__PAGE TEXT__
Detailed explanation of the changes

Terminology:

  • a "cycle" describes the situation where computing an OpenFisca variable for a given period eventually triggers the computation of the same variable for the same period; this cannot be resolved, so an exception is raised and the computation is aborted;
  • a "spiral" is a related situation where computing a variable for a given period requires computing the same variable for a different period.

This PR makes that distinction more explicit by the type of exception raised.

Previously it was the responsibility of callers (country package authors and other reusers) to control the behaviour in the presence of spirals, by setting a limit on the number of "loops" a computation can go through. In such cases, the computation is not aborted with an error but allowed to proceed after returning a default value (usually 0). This resulted in inconsistent computations in interaction with caching of computed values.

This PR removes this responsibility from the caller, and Core now "goes the extra mile" to detect this condition, and to behave more reliably - returning consistent results that do not depend on the order in which computations are performed.

__SHORT EXERCISE__
Can you set down the OpenFisca cycle and spiral explanation in full, word for word?

__DATA PROVIDED__

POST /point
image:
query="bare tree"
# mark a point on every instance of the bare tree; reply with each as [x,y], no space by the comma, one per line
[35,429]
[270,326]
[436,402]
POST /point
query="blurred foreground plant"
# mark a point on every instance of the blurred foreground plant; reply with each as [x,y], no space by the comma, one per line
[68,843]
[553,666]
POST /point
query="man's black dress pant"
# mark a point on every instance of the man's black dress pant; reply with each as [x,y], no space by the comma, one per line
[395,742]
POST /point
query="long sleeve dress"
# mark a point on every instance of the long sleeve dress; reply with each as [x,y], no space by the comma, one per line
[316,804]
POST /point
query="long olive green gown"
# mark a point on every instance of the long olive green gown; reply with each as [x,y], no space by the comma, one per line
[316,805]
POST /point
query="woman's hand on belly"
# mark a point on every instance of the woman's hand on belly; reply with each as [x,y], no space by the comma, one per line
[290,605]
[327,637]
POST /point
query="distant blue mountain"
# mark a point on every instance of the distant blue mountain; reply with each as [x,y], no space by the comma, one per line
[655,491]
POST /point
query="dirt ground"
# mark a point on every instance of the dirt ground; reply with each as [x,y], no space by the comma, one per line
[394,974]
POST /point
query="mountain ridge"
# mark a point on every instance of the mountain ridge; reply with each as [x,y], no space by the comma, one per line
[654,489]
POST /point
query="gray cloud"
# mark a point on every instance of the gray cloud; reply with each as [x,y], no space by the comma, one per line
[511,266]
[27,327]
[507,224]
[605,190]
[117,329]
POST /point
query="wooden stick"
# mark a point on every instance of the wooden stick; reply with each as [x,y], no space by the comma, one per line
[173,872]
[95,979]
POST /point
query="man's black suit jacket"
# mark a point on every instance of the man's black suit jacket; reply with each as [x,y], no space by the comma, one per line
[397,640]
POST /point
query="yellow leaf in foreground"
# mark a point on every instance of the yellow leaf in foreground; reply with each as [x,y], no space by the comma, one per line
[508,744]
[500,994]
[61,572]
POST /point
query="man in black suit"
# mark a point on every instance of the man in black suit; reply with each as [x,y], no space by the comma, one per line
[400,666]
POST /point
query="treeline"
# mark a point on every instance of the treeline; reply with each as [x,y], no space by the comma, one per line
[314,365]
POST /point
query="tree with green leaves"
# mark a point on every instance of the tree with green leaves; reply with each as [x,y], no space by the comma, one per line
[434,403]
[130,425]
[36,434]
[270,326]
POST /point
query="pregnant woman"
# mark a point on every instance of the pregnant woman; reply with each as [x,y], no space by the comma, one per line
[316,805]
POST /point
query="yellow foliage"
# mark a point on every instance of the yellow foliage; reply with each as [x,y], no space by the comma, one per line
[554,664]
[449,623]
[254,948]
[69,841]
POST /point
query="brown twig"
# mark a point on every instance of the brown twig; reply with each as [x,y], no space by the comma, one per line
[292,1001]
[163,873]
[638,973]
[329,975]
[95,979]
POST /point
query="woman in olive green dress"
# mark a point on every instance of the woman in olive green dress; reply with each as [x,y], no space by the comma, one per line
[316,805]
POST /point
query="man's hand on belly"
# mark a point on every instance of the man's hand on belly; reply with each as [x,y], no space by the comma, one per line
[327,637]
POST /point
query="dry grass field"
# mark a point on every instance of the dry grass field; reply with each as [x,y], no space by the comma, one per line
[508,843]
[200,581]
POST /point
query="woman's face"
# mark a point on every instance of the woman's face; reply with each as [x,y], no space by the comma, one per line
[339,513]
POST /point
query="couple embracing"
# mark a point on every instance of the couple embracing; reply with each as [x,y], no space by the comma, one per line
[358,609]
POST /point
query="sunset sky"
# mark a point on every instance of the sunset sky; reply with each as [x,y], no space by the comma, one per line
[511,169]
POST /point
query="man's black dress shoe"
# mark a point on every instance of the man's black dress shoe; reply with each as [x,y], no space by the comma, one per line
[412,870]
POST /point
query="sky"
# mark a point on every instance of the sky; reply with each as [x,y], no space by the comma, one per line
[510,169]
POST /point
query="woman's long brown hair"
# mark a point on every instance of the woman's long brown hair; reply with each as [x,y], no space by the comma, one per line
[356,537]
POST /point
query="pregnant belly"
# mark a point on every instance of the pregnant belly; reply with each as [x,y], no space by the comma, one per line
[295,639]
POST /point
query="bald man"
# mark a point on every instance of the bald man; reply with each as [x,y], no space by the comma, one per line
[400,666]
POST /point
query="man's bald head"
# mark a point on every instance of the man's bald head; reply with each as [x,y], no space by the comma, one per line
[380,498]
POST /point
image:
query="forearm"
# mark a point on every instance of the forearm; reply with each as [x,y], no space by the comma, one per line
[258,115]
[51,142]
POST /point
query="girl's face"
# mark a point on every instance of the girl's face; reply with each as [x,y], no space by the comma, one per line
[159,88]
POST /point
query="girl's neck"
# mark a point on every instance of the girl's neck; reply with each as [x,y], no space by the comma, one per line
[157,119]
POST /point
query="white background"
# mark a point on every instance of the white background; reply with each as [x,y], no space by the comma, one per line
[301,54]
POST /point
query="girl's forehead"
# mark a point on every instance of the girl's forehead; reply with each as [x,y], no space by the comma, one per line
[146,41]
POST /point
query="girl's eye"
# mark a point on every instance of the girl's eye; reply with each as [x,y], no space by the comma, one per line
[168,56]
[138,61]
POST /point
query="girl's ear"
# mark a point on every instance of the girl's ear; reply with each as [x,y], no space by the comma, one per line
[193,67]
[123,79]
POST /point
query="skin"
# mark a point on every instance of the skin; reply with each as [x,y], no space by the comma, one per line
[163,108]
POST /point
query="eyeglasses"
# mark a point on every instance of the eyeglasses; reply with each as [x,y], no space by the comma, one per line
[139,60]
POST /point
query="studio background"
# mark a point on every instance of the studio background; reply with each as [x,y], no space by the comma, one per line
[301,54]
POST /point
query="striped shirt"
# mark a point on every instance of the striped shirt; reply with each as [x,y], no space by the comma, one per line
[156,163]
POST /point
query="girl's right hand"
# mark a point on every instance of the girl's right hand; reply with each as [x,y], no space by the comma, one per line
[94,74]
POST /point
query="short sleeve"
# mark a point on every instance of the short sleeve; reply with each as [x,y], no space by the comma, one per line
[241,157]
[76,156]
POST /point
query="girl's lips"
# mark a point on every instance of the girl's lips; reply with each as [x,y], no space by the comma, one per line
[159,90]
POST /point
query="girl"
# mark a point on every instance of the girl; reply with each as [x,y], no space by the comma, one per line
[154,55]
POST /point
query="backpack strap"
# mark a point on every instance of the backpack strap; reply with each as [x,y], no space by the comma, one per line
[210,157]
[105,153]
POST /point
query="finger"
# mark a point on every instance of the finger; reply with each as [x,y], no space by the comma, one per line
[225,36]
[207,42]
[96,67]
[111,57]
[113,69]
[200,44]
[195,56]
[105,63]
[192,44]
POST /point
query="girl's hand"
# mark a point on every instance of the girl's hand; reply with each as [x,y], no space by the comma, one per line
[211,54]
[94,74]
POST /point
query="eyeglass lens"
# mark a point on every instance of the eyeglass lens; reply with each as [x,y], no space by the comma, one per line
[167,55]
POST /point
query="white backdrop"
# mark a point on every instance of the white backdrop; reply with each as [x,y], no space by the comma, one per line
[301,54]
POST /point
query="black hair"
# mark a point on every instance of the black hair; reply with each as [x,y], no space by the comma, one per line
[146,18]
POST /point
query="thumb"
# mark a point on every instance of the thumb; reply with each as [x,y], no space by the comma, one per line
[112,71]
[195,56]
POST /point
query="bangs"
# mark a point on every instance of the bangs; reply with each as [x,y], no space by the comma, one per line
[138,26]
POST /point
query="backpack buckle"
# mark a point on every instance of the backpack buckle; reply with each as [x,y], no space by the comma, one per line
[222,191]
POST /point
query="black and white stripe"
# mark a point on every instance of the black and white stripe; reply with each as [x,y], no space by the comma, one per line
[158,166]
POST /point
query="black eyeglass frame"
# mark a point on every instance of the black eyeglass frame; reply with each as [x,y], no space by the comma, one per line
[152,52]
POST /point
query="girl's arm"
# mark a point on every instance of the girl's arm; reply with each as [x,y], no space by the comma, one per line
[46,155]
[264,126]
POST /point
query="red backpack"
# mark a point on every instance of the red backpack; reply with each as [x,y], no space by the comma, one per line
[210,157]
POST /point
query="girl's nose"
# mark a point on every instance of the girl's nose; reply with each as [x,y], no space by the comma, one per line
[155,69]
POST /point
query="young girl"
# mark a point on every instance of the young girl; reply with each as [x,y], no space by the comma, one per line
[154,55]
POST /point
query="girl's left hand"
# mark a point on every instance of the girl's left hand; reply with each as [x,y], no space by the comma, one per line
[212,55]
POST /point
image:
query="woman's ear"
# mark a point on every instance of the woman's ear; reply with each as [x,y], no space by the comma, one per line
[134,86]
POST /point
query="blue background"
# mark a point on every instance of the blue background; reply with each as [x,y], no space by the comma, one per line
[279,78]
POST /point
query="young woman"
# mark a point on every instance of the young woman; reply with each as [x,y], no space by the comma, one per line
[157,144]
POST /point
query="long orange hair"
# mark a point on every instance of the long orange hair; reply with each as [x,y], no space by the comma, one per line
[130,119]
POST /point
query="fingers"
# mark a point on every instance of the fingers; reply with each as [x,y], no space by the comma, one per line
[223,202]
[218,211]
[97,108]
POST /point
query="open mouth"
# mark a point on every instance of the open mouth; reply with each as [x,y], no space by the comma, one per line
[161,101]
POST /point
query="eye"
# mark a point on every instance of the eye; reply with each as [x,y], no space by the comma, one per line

__ANSWER TO THIS EXERCISE__
Detailed explanation of the changes

Terminology:

  • a "cycle" describes the situation where computing an OpenFisca variable for a given period eventually triggers the computation of the same variable for the same period; this cannot be resolved, so an exception is raised and the computation is aborted;
  • a "spiral" is a related situation where computing a variable for a given period requires computing the same variable for a different period.

This PR makes that distinction more explicit by the type of exception raised.

Previously it was the responsibility of callers (country package authors and other reusers) to control the behaviour in the presence of spirals, by setting a limit on the number of "loops" a computation can go through. In such cases, the computation is not aborted with an error but allowed to proceed after returning a default value (usually 0). This resulted in inconsistent computations in interaction with caching of computed values.

This PR removes this responsibility from the caller, and Core now "goes the extra mile" to detect this condition, and to behave more reliably - returning consistent results that do not depend on the order in which computations are performed.